Problem details> Set down every line of the material below without change, omitting the pictures.

Given data>
####################

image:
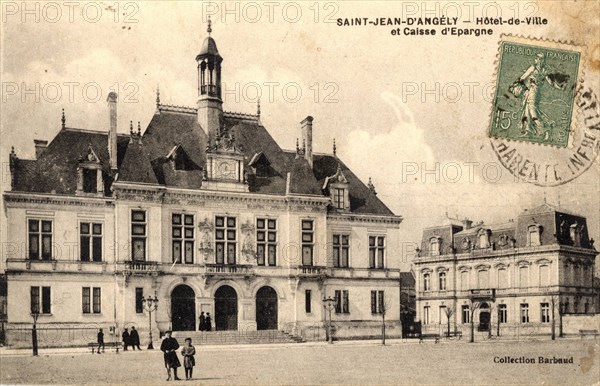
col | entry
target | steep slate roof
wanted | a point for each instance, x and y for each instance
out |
(56, 169)
(146, 160)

####################

Answer to the exercise>
image:
col | entry
target | steep slate roof
wanted | a point for each instance, x and y for each instance
out |
(56, 169)
(146, 160)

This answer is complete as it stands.